**INSTRUCTION 1:** Please select every line of the records that contains the string "stone". Case counts.

**GIVEN PASSAGE:**
--- Begin ---
Written by 4:56 pm Anaheim, Review, The Larking House Theatre Company, Theater, Uncategorized

Molière’s Tartuffe @ The Larking House – Review

photo credit: Lizzy McCabe

Written by Daniella Litvak

Jean-Baptiste Poquelin, better known as Molière, was a 17th-century French actor and playwright whose influence on theater is on par with Shakespeare. Famous for his comedies, Molière’s satires were not afraid of targeting sacred cows, including the Church.   Tartuffe caused such an outrage from religious authorities that it was banned from performance for five years, despite Molière’s close relationship with King Louis XIV. Fortunately, once the ban was lifted, the play has been delighting and entertaining audiences to this very day.


So what is all the fuss about? Tartuffe, played by Coleman Blue Summers, has caused an uproar in Orgon’s (Miguel “Mack” Angel Tapia II) household. Orgon thinks Tartuffe is a nobleman of piety, while everyone else rightly sees he is a hypocritical conman leeching his way into controlling Orgon’s house and fortune.   Can the household convince Orgon of the truth, or will Tartuffe succeed in making his way to bedding Elimire Orgon’s wife (Genevieve Kauper), marrying Mariane Orgon’s daughter (Adriana Rodriguez Burciaga), and owning Orgon’s estate?

The Larking House updates the setting to modern day, and does a good job of making this more than a superficial change.   Key exposition is delivered from a screen. Characters using smartphones to record damning confessions and references to Instagram fit the story. The addition of cursing and modern slang does not overwhelm the more traditional language, and it adds to the comedy.   The one instance where I was taken out of the story was when the sound effects for cell phone ringing were used, but only because it made me think someone’s phone in the audience was ringing, which says more about Apple ringtones than the play.
--- End ---
**INSTRUCTION 2:**
Answer these questions from the Tartuffe review, one per line:
(a) For how many years was Tartuffe banned from performance?
(b) Which actor plays Tartuffe in this production?
(c) In this production, what is key exposition delivered from?

**GIVEN INFORMATION:**
--- Begin ---
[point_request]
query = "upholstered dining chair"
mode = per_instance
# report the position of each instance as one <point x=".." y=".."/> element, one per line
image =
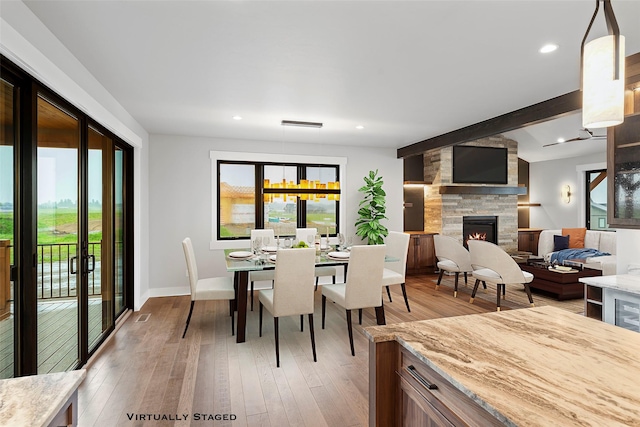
<point x="302" y="235"/>
<point x="492" y="264"/>
<point x="394" y="272"/>
<point x="453" y="258"/>
<point x="292" y="293"/>
<point x="212" y="288"/>
<point x="261" y="275"/>
<point x="362" y="287"/>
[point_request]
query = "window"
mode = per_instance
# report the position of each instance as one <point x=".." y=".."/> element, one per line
<point x="282" y="192"/>
<point x="596" y="198"/>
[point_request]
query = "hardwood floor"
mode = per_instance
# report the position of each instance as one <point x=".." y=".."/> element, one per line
<point x="147" y="371"/>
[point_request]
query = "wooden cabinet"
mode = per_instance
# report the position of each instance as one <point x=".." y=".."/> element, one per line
<point x="623" y="173"/>
<point x="407" y="392"/>
<point x="421" y="257"/>
<point x="528" y="239"/>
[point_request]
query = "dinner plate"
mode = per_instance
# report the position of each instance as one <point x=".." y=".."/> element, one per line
<point x="240" y="254"/>
<point x="338" y="255"/>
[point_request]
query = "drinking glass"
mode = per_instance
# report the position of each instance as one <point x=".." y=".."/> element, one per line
<point x="257" y="244"/>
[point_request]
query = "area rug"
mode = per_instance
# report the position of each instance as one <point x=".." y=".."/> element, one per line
<point x="515" y="296"/>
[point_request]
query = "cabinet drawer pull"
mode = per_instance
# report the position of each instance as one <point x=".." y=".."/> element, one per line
<point x="414" y="373"/>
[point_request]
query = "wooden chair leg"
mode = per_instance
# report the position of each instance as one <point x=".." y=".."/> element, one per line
<point x="324" y="308"/>
<point x="439" y="279"/>
<point x="455" y="285"/>
<point x="313" y="337"/>
<point x="275" y="329"/>
<point x="527" y="289"/>
<point x="260" y="321"/>
<point x="404" y="293"/>
<point x="350" y="329"/>
<point x="475" y="289"/>
<point x="251" y="296"/>
<point x="188" y="319"/>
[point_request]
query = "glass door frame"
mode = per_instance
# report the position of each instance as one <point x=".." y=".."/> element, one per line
<point x="24" y="270"/>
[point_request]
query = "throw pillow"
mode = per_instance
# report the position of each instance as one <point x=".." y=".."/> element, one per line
<point x="560" y="243"/>
<point x="576" y="236"/>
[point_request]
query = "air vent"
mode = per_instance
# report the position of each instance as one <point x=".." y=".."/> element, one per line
<point x="301" y="124"/>
<point x="143" y="317"/>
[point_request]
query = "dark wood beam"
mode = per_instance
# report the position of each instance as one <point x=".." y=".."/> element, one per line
<point x="537" y="113"/>
<point x="531" y="115"/>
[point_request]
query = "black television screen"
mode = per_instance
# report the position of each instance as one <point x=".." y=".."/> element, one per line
<point x="479" y="165"/>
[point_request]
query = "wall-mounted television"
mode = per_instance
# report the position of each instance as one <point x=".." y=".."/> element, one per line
<point x="479" y="165"/>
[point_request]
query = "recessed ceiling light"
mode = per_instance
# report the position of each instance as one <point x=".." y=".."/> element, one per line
<point x="548" y="48"/>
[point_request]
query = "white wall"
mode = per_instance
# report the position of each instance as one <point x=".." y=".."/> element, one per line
<point x="546" y="180"/>
<point x="29" y="44"/>
<point x="180" y="198"/>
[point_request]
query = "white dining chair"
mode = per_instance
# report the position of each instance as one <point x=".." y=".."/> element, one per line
<point x="292" y="293"/>
<point x="302" y="234"/>
<point x="492" y="264"/>
<point x="261" y="275"/>
<point x="394" y="272"/>
<point x="453" y="258"/>
<point x="212" y="288"/>
<point x="363" y="285"/>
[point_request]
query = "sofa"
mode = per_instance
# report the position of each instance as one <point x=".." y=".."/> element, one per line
<point x="603" y="241"/>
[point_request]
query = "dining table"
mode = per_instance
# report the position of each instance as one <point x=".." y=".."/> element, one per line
<point x="241" y="261"/>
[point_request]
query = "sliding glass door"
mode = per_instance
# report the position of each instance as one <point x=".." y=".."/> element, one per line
<point x="65" y="230"/>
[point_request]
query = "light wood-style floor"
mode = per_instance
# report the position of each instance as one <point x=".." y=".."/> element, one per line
<point x="147" y="371"/>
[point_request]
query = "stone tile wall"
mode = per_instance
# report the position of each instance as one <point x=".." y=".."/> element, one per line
<point x="443" y="212"/>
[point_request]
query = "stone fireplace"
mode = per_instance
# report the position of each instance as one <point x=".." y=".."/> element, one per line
<point x="479" y="228"/>
<point x="447" y="204"/>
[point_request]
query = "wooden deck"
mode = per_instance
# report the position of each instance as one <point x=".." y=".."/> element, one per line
<point x="148" y="370"/>
<point x="57" y="335"/>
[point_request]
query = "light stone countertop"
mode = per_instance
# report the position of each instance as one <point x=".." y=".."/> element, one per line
<point x="623" y="282"/>
<point x="36" y="400"/>
<point x="540" y="366"/>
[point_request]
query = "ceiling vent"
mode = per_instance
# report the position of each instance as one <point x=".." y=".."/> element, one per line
<point x="301" y="124"/>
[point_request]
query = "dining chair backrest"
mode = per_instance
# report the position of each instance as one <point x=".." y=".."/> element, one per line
<point x="448" y="248"/>
<point x="364" y="276"/>
<point x="192" y="268"/>
<point x="294" y="284"/>
<point x="488" y="255"/>
<point x="397" y="244"/>
<point x="302" y="234"/>
<point x="267" y="232"/>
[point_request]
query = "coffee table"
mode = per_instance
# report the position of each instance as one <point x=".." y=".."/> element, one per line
<point x="565" y="285"/>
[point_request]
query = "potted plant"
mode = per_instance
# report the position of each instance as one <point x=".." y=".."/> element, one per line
<point x="372" y="210"/>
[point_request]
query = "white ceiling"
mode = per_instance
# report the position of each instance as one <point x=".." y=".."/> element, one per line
<point x="405" y="70"/>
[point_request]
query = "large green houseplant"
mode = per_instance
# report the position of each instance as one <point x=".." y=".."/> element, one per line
<point x="372" y="210"/>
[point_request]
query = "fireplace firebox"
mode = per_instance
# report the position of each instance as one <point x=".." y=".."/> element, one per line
<point x="480" y="228"/>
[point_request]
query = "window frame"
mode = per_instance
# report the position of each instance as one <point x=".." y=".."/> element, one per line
<point x="261" y="159"/>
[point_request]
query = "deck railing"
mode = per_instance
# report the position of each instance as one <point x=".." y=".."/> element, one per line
<point x="55" y="270"/>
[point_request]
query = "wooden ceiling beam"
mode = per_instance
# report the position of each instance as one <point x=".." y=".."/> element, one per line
<point x="537" y="113"/>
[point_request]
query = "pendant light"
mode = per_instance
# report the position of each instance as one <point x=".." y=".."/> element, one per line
<point x="602" y="74"/>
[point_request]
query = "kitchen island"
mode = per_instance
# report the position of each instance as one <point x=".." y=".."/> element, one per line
<point x="529" y="367"/>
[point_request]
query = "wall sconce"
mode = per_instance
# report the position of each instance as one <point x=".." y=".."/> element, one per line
<point x="602" y="74"/>
<point x="565" y="194"/>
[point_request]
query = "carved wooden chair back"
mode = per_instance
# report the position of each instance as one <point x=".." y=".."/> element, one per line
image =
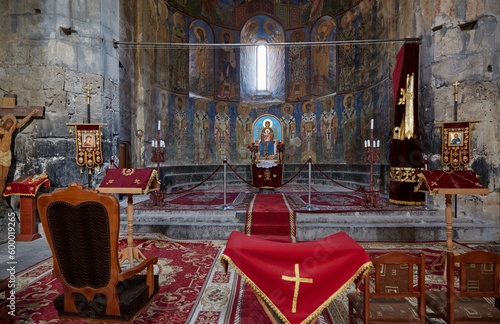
<point x="394" y="292"/>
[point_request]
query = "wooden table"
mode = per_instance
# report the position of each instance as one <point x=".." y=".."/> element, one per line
<point x="299" y="279"/>
<point x="26" y="187"/>
<point x="131" y="252"/>
<point x="441" y="182"/>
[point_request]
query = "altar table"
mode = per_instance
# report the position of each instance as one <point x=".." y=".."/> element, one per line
<point x="267" y="176"/>
<point x="129" y="182"/>
<point x="27" y="187"/>
<point x="449" y="183"/>
<point x="297" y="281"/>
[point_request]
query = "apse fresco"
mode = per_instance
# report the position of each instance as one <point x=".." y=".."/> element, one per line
<point x="323" y="88"/>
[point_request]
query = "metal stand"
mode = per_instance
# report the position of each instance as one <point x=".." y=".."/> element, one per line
<point x="309" y="206"/>
<point x="157" y="155"/>
<point x="372" y="149"/>
<point x="225" y="206"/>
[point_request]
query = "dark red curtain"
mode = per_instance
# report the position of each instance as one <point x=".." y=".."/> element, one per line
<point x="406" y="159"/>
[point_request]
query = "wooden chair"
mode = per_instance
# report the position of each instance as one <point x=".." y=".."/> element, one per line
<point x="396" y="297"/>
<point x="477" y="274"/>
<point x="82" y="227"/>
--- End ---
**FULL SOLUTION 1:**
query = "stone tile wall"
query = "stone fireplace"
query = "light stone countertop"

**FULL SOLUTION 2:**
(a) Five years
(b) Coleman Blue Summers
(c) A screen